INSTRUCCIONES ▸ Enumere todos los nombres de persona que figuran en el texto sobre el bolero, en la forma en que aparecen escritos.
::: TEXTO PROPORCIONADO
Era la primera vez que escuchaba este bolero; aunque, de ningún modo, sería la última. A partir de entonces, se hizo más frecuente el que en las ondas de las emisoras de radio se lanzara la cálida y sensual voz de un cantante de jazz, Nat King Cole, que había grabado un disco en español y en el que se encontraba esta canción.
Pasado el tiempo, uno comenzó a tener más informaciones, tanto de su autor, el venezolano Chelique (José Enrique) Sarabia, como de quien con su voz la hizo tremendamente popular en nuestro país.
Quien la cantaba, Nathaniel Adams Coles, que ese era su nombre de pila, había nacido en 1919 en la ciudad de Montgomery, Alabama. Su vida fue muy breve, pues solo alcanzó los 45 años; es decir, cuando yo llegaba a los dieciséis años su vida se extinguió. De todos modos, su legado musical fue muy extenso. Curiosamente, no sabía hablar español, por lo que tenía que ir aprendiendo a pronunciar cada frase que aparece en las letras de las canciones que había grabado en nuestro idioma.
::::::
::: MATERIAL EXTRAÍDO
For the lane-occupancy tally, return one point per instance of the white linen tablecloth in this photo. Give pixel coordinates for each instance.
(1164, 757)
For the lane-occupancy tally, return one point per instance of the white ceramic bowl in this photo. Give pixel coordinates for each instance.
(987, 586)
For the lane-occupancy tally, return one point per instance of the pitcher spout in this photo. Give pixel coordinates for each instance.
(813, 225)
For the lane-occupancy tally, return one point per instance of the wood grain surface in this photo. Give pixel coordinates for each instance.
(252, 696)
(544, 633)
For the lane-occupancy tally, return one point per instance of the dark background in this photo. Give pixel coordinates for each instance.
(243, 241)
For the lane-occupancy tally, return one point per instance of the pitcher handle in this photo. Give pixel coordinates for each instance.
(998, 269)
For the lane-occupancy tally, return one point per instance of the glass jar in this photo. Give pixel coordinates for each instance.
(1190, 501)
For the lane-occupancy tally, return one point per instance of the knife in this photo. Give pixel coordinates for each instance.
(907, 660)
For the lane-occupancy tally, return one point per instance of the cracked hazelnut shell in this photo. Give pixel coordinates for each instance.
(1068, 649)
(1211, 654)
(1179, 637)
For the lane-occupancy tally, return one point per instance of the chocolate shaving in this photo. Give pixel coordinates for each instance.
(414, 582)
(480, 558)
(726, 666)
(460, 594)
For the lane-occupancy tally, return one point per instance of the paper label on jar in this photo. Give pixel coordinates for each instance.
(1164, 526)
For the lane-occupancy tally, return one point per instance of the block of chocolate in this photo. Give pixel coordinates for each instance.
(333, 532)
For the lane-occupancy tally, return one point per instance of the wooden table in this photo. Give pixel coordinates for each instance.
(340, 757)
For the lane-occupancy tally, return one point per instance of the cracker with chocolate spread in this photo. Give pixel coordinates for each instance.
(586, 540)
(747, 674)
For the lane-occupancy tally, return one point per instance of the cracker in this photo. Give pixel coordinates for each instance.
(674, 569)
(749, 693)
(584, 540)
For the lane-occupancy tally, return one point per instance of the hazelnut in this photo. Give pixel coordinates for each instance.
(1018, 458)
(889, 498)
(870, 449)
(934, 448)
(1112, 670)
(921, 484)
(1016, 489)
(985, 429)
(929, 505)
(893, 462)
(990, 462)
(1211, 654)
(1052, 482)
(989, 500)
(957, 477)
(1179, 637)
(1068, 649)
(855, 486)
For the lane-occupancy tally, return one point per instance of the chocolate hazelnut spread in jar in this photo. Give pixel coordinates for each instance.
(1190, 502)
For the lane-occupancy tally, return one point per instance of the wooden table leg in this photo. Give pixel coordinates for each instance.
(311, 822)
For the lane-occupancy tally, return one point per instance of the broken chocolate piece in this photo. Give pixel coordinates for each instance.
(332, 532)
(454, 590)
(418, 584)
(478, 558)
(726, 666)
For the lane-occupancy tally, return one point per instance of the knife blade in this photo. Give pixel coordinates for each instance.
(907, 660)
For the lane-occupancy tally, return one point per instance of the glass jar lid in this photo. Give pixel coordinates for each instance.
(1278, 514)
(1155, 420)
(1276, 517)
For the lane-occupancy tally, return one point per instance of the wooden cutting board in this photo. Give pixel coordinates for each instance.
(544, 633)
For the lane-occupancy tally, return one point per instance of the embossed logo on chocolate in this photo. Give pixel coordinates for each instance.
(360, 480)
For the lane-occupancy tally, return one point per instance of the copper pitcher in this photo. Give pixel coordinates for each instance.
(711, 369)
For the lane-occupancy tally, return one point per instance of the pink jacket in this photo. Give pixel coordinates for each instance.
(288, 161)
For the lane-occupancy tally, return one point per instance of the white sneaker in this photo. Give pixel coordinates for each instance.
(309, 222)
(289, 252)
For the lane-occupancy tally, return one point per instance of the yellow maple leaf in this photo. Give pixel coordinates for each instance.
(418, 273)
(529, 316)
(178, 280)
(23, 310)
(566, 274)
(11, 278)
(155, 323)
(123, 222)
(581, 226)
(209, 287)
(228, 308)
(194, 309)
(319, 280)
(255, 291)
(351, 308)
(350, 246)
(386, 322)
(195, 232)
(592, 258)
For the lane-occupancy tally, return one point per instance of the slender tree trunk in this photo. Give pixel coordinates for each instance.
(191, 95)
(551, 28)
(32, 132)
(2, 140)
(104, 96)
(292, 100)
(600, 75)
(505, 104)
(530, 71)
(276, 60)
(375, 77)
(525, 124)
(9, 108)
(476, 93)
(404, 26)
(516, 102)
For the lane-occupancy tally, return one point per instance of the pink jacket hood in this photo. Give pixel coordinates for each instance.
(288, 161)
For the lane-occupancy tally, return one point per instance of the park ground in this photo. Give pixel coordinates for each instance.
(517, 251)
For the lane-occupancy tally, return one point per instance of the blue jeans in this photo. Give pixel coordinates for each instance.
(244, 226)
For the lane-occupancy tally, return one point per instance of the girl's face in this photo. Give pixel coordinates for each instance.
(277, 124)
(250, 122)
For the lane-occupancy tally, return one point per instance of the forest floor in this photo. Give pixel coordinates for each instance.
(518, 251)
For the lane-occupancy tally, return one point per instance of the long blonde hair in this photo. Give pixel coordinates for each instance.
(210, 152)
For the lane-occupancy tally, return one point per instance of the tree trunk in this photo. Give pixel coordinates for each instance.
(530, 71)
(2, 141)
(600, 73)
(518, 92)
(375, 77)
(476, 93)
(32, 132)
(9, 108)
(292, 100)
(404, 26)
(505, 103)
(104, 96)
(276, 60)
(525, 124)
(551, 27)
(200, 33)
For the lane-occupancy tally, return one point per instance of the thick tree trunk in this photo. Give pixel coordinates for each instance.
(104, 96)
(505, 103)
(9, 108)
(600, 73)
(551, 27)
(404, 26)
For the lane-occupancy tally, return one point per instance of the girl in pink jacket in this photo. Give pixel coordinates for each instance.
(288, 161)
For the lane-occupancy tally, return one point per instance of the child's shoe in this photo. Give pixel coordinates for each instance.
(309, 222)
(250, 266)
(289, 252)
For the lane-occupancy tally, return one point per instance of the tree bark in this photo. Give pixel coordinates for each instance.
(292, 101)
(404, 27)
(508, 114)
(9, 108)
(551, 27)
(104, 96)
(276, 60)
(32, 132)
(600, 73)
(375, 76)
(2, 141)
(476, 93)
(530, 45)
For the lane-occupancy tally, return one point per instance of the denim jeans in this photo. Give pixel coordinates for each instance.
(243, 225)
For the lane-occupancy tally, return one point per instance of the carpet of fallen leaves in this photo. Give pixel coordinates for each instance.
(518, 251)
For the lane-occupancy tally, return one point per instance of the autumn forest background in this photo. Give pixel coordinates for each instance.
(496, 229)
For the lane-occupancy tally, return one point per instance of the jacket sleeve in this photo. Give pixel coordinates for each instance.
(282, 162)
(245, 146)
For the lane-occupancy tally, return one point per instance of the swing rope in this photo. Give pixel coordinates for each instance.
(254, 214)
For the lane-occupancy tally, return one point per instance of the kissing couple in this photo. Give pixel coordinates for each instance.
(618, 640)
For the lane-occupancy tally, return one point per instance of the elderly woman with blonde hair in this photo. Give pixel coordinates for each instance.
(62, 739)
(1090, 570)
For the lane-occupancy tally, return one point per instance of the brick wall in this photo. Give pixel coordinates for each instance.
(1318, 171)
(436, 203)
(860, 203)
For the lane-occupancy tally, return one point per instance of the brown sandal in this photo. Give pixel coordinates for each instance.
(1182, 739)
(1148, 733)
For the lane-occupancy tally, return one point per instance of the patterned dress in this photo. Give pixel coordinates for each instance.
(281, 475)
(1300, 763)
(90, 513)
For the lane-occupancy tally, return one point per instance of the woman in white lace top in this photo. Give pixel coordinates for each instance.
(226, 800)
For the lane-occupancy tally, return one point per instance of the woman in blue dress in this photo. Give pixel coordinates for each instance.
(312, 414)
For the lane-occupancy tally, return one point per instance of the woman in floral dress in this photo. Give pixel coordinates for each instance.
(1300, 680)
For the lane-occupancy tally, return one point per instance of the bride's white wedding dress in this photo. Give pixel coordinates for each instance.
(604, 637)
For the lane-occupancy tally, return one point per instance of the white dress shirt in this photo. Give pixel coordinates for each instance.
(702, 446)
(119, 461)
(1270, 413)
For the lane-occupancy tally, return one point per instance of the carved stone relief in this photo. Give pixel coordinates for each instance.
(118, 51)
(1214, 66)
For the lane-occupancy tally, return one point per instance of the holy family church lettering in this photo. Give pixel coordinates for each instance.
::::::
RESPUESTA ESCRITA ▸
- Nat King Cole
- Chelique (José Enrique) Sarabia
- Nathaniel Adams Coles